Task brief →
Output each entry in full so that the result matches the data exactly.

Natural-language object grounding data
++++
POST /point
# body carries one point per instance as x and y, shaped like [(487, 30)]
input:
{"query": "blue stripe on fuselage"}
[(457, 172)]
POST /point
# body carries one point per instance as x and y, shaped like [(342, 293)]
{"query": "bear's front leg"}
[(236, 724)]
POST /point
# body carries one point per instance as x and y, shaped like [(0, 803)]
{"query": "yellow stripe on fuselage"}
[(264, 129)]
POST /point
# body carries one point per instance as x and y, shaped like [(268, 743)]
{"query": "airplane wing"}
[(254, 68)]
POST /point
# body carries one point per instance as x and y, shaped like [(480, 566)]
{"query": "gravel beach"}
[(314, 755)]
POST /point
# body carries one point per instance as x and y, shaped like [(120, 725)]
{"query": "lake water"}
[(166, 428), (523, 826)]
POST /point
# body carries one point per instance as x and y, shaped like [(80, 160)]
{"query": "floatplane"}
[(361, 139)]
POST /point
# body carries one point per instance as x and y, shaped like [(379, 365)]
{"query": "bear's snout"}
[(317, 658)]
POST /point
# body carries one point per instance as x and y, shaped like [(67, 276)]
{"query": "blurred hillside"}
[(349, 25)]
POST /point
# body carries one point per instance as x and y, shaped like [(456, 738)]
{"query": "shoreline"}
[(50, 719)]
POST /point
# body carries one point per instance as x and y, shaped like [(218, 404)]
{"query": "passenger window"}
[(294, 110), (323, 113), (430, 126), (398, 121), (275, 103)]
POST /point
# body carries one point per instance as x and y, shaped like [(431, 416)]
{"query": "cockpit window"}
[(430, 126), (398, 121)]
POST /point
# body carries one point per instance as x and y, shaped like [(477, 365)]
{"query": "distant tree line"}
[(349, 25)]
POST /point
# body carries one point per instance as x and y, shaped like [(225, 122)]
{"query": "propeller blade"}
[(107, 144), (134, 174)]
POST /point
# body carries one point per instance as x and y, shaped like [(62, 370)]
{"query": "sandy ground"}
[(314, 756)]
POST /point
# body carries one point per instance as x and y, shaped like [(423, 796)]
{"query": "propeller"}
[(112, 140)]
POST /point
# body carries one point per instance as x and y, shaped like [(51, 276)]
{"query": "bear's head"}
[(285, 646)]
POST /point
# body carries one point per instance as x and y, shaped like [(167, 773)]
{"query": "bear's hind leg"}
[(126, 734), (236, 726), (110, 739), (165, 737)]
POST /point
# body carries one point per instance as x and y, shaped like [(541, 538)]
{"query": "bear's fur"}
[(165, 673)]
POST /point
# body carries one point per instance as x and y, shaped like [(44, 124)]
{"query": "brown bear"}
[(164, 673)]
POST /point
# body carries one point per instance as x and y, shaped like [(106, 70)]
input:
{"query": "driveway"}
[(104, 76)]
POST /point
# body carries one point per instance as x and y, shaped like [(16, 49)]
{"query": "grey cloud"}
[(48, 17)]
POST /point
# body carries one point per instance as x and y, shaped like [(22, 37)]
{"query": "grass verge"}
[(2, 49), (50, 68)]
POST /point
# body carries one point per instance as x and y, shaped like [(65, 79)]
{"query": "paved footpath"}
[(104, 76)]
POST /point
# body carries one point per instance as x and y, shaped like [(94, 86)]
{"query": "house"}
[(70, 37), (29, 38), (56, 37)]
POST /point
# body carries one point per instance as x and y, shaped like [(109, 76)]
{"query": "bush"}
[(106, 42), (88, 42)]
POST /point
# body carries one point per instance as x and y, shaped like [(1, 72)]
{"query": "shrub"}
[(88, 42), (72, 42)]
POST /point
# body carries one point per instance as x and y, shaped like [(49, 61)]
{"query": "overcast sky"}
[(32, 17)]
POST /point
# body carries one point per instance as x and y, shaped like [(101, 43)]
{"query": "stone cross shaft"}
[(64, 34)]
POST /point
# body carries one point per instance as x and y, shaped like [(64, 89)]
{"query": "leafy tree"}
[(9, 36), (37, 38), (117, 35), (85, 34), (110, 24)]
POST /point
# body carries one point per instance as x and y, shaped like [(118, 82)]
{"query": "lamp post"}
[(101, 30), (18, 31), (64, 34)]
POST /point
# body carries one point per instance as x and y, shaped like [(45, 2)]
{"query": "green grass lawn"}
++++
Response for this exercise →
POST /point
# body carries one point per instance as x and y, shaped like [(487, 30)]
input:
{"query": "blue stripe on fuselage"}
[(457, 172)]
POST /point
# body carries one point per instance as x and y, shaped like [(342, 293)]
{"query": "bear's front leg"}
[(236, 724)]
POST /point
# body carries one point per instance as x and y, shaped like [(0, 803)]
{"query": "yellow stripe on fuselage"}
[(264, 129)]
POST /point
# body carries one point per instance as x and y, shaped like [(268, 743)]
{"query": "airplane wing"}
[(254, 68)]
POST /point
# body carries one point per instance as x and y, shaped like [(480, 566)]
{"query": "gravel beach"}
[(314, 755)]
POST /point
# body carries one point per instance as x and y, shaped like [(120, 725)]
{"query": "lake water"}
[(166, 428), (523, 826)]
POST /point
# body carries one point per instance as x and y, shaped like [(80, 160)]
{"query": "floatplane"}
[(361, 139)]
POST /point
# body carries one point per instance as x and y, shaped like [(379, 365)]
{"query": "bear's snout"}
[(317, 658)]
POST /point
# body carries one point per instance as x and y, shaped like [(67, 276)]
{"query": "blurred hillside"}
[(349, 25)]
POST /point
# body carries one point per instance as x and y, shaped like [(456, 738)]
{"query": "shoreline"}
[(50, 719)]
POST /point
# body carries one point per instance as x and y, shaped like [(218, 404)]
{"query": "passenger window"}
[(294, 110), (323, 113), (430, 126), (398, 121), (275, 103)]
POST /point
# body carries one point per instance as x and y, shaped like [(431, 416)]
{"query": "cockpit window"}
[(430, 126), (398, 121)]
POST /point
# body carries one point per instance as x and y, shaped like [(477, 365)]
{"query": "distant tree line"}
[(349, 25)]
POST /point
# body carries one point per instance as x and y, shaped like [(225, 122)]
{"query": "propeller blade"}
[(107, 144), (134, 174)]
POST /point
# body carries one point per instance as x and y, shaped like [(62, 370)]
{"query": "sandy ground"}
[(314, 756)]
POST /point
# body carries one point per instance as x and y, shaped like [(423, 796)]
{"query": "propeller"}
[(112, 140)]
POST /point
# body carries one point per instance as x and y, shaped like [(51, 276)]
{"query": "bear's head"}
[(285, 646)]
POST /point
# body carries one point per instance as x and y, shaped like [(167, 773)]
{"query": "bear's hind leg"}
[(126, 734), (236, 726), (110, 739), (165, 737)]
POST /point
# body carries one point per instance as x and y, shaped like [(541, 538)]
{"query": "bear's fur"}
[(165, 673)]
POST /point
# body carries one point per instance as x and y, shaped like [(44, 124)]
{"query": "brown bear"}
[(164, 673)]
POST /point
# body carries one point per instance as x and y, shaped like [(106, 70)]
input:
{"query": "driveway"}
[(104, 76)]
POST /point
# body carries one point per instance as x and y, shaped like [(16, 49)]
{"query": "grey cloud"}
[(48, 17)]
POST /point
# body carries one point per instance as x and y, shaped like [(22, 37)]
{"query": "grass verge"}
[(2, 49), (50, 68)]
POST /point
# body carries one point per instance as x and y, shaped like [(65, 79)]
{"query": "paved footpath"}
[(104, 76)]
POST /point
# body carries one point per instance as x and y, shaped like [(94, 86)]
{"query": "house"}
[(70, 37), (29, 38), (56, 37)]
POST /point
# body carries one point per instance as x and y, shaped like [(109, 76)]
{"query": "bush"}
[(106, 42), (88, 42)]
POST /point
# body carries one point per instance as x and y, shaped like [(1, 72)]
{"query": "shrub"}
[(88, 42), (72, 42)]
POST /point
# body carries one point per instance as x and y, shaped like [(49, 61)]
{"query": "overcast sky"}
[(32, 17)]
POST /point
# body carries one point per instance as x and y, shaped like [(101, 43)]
{"query": "stone cross shaft"}
[(64, 34)]
POST /point
# body carries one point per instance as x and y, shaped like [(64, 89)]
{"query": "leafy tree"}
[(9, 36), (37, 38), (117, 35), (85, 34), (110, 24)]
POST /point
# body carries one point per instance as x and y, shaped like [(118, 82)]
{"query": "lamp post"}
[(101, 30), (18, 31), (64, 34)]
POST /point
# body carries one point per instance as x and y, shaped like [(45, 2)]
{"query": "green grass lawn"}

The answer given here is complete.